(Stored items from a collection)
=-=-=

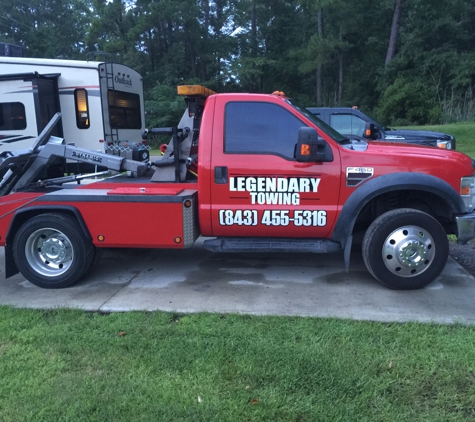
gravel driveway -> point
(464, 255)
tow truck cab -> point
(256, 172)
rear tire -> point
(51, 251)
(405, 249)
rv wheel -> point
(51, 251)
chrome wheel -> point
(408, 251)
(52, 251)
(49, 252)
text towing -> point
(254, 172)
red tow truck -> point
(253, 172)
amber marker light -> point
(304, 149)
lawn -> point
(71, 365)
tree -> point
(394, 31)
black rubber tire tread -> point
(382, 227)
(68, 225)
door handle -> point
(220, 175)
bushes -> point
(408, 102)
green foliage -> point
(267, 45)
(408, 102)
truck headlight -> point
(467, 192)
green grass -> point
(464, 133)
(70, 365)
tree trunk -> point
(319, 66)
(340, 70)
(394, 31)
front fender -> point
(391, 183)
(23, 215)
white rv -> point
(101, 104)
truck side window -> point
(82, 108)
(347, 124)
(260, 128)
(12, 116)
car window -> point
(347, 124)
(260, 128)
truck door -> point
(257, 187)
(47, 102)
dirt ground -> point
(464, 255)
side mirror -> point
(310, 147)
(370, 131)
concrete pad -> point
(195, 280)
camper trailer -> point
(101, 104)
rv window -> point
(12, 116)
(124, 110)
(82, 108)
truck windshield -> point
(336, 136)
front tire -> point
(51, 251)
(405, 249)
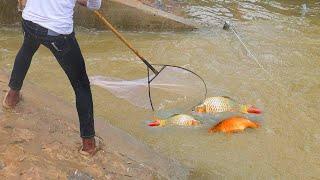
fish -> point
(233, 124)
(218, 104)
(176, 119)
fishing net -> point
(172, 88)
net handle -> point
(123, 39)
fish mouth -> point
(254, 110)
(154, 123)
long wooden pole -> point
(108, 25)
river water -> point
(284, 36)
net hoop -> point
(178, 67)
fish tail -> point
(212, 130)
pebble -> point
(78, 175)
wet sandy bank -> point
(40, 140)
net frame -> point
(173, 66)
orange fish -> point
(233, 124)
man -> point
(50, 23)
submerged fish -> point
(177, 119)
(220, 104)
(234, 124)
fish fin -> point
(228, 98)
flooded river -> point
(284, 36)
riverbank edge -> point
(114, 139)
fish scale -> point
(219, 104)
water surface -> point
(285, 38)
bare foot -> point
(11, 99)
(88, 146)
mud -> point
(40, 141)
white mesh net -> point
(172, 88)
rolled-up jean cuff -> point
(13, 88)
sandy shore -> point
(40, 140)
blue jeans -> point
(68, 54)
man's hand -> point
(21, 5)
(91, 4)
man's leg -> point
(20, 69)
(69, 56)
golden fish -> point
(177, 119)
(234, 124)
(224, 104)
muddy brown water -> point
(285, 38)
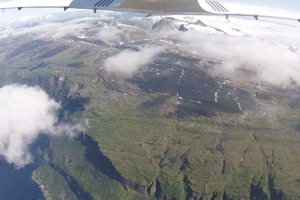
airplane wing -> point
(182, 7)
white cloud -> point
(109, 33)
(128, 61)
(270, 60)
(25, 113)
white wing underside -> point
(195, 7)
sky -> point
(10, 14)
(284, 4)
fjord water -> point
(16, 184)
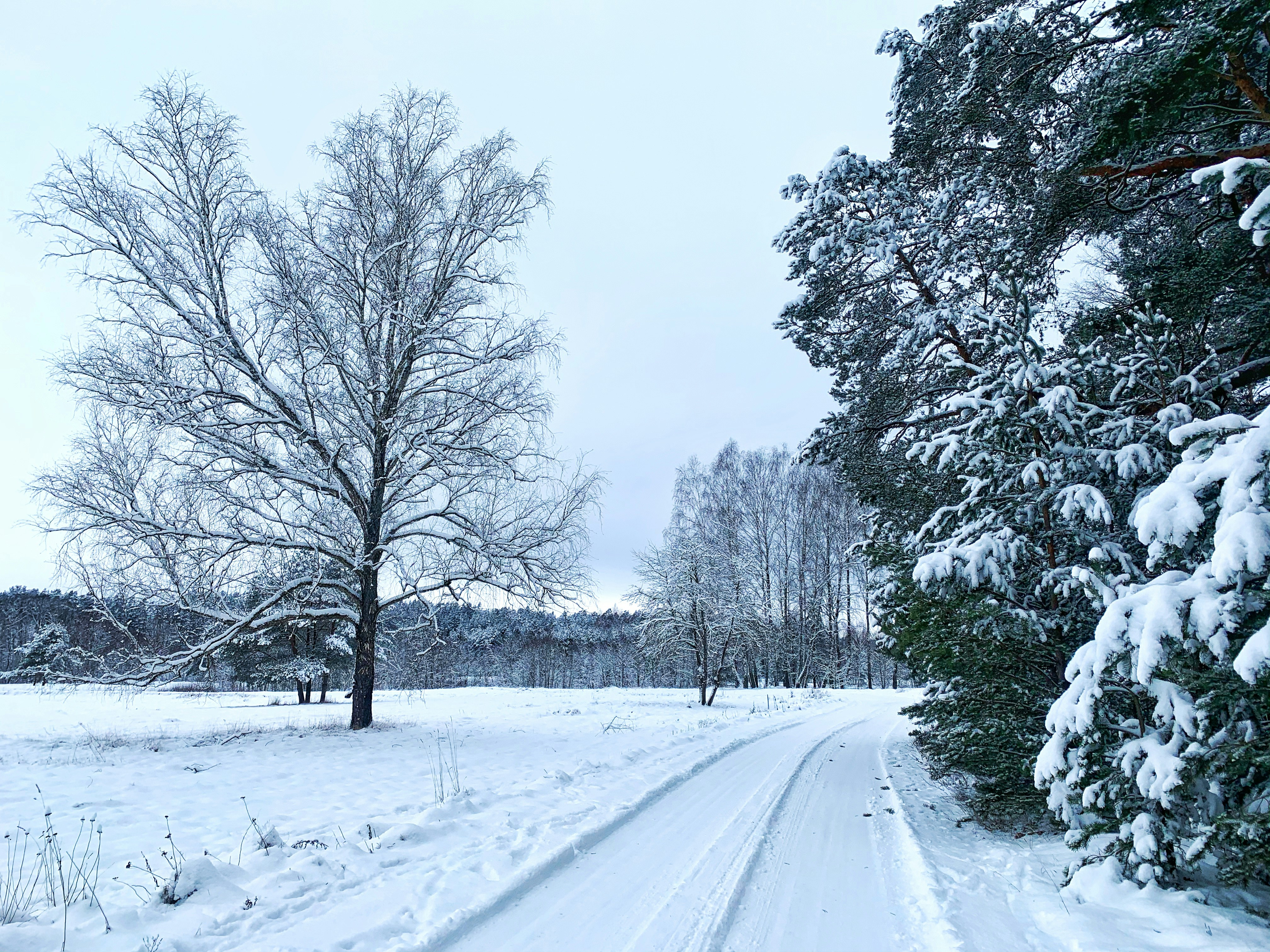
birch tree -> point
(340, 375)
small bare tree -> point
(696, 589)
(338, 376)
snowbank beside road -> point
(1005, 893)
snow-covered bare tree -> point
(695, 588)
(340, 376)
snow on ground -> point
(760, 803)
(1001, 892)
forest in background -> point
(1047, 319)
(469, 647)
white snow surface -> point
(774, 820)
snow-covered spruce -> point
(1048, 447)
(1161, 737)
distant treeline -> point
(64, 631)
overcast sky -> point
(670, 129)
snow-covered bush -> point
(1161, 738)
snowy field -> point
(513, 819)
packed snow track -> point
(790, 842)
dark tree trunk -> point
(364, 677)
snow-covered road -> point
(564, 820)
(792, 842)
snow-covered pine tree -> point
(1047, 447)
(1163, 737)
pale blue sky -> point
(670, 129)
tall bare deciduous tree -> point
(338, 375)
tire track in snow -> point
(460, 925)
(680, 875)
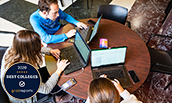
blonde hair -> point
(102, 90)
(26, 48)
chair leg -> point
(168, 85)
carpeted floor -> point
(18, 12)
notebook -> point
(90, 32)
(76, 54)
(110, 62)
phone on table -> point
(91, 22)
(68, 84)
(134, 76)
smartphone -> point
(91, 22)
(134, 76)
(71, 82)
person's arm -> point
(128, 98)
(52, 81)
(48, 51)
(45, 37)
(67, 17)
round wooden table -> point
(137, 58)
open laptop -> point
(90, 32)
(110, 62)
(77, 54)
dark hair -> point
(26, 48)
(102, 90)
(44, 5)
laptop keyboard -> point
(112, 74)
(67, 53)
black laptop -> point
(77, 54)
(90, 32)
(110, 62)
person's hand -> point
(71, 33)
(103, 76)
(61, 65)
(81, 25)
(118, 86)
(55, 53)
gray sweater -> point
(44, 88)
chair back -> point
(113, 12)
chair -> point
(113, 12)
(161, 61)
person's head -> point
(26, 48)
(102, 90)
(49, 8)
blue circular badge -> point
(22, 80)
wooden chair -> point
(161, 61)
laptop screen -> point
(101, 57)
(82, 47)
(95, 28)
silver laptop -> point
(90, 32)
(110, 62)
(77, 54)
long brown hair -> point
(26, 48)
(102, 90)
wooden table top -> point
(137, 58)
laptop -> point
(76, 54)
(110, 62)
(90, 32)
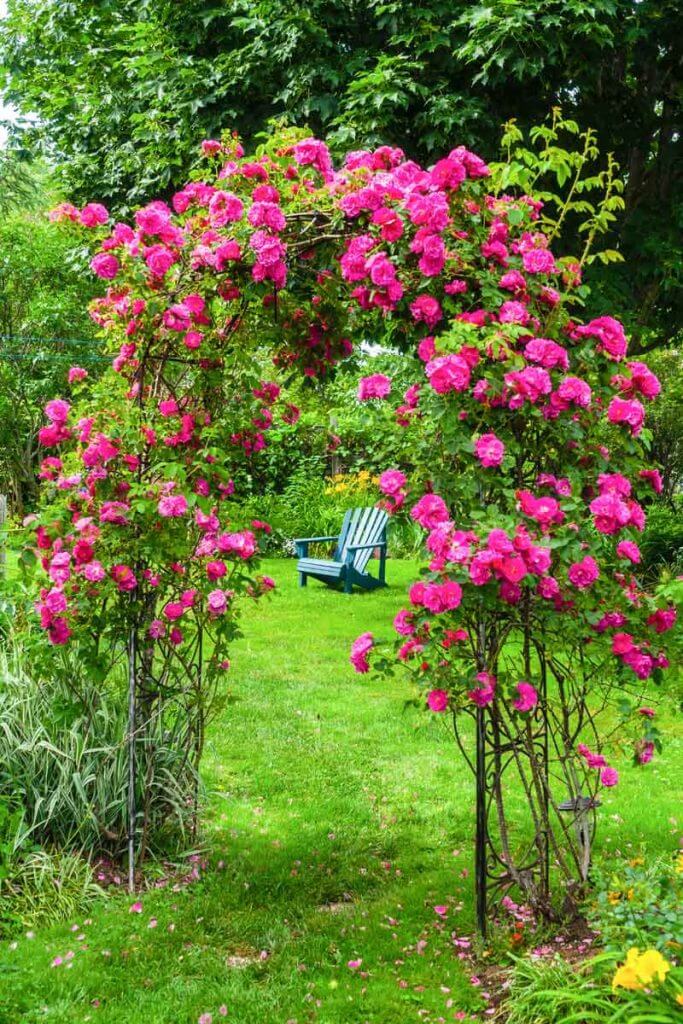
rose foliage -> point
(527, 428)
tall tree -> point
(123, 89)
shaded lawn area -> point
(336, 821)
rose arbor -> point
(525, 429)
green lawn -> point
(336, 821)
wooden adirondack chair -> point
(363, 530)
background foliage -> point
(121, 91)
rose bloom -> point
(430, 511)
(489, 451)
(375, 386)
(172, 506)
(437, 700)
(609, 776)
(584, 573)
(217, 602)
(527, 697)
(359, 650)
(391, 481)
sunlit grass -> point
(339, 819)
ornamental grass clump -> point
(525, 427)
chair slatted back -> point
(361, 526)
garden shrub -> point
(663, 540)
(63, 767)
(638, 903)
(46, 887)
(530, 611)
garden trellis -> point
(528, 616)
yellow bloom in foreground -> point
(640, 970)
(652, 967)
(626, 977)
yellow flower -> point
(651, 966)
(640, 970)
(625, 976)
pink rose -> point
(375, 386)
(437, 700)
(527, 697)
(489, 451)
(584, 573)
(484, 693)
(217, 602)
(104, 265)
(172, 506)
(449, 373)
(359, 651)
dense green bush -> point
(636, 903)
(662, 545)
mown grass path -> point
(336, 821)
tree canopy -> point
(121, 91)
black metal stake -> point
(481, 838)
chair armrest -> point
(352, 548)
(301, 543)
(311, 540)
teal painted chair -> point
(363, 530)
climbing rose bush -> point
(526, 428)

=-=-=

Retype the lines above from the line containing "wooden table top -> point" through the end, leaving the pictures out of your answer.

Expected output:
wooden table top -> point
(137, 58)
laptop -> point
(76, 54)
(110, 62)
(90, 32)
rose foliage -> point
(527, 428)
tall tree -> point
(123, 89)
shaded lawn area -> point
(336, 821)
rose arbor -> point
(525, 429)
green lawn -> point
(336, 821)
wooden adirondack chair -> point
(363, 530)
background foliage -> point
(121, 91)
rose bloom -> point
(430, 511)
(489, 451)
(375, 386)
(172, 506)
(437, 700)
(609, 776)
(584, 573)
(217, 602)
(527, 697)
(359, 650)
(391, 481)
sunlit grass -> point
(339, 819)
ornamental grass clump -> point
(525, 427)
chair slatted back -> point
(361, 526)
garden shrub -> point
(663, 540)
(63, 767)
(638, 903)
(46, 887)
(530, 611)
garden trellis -> point
(528, 616)
yellow bloom in foreground -> point
(640, 970)
(652, 967)
(626, 977)
yellow flower -> point
(651, 966)
(640, 970)
(625, 976)
pink rose -> point
(375, 386)
(437, 700)
(527, 697)
(489, 451)
(584, 573)
(484, 693)
(217, 602)
(104, 265)
(172, 506)
(449, 373)
(359, 651)
dense green bush -> point
(636, 903)
(662, 545)
mown grass path -> point
(336, 821)
tree canopy -> point
(121, 91)
black metal stake -> point
(481, 838)
chair armrest -> point
(352, 548)
(301, 543)
(311, 540)
teal painted chair -> point
(363, 530)
climbing rose bush -> point
(526, 428)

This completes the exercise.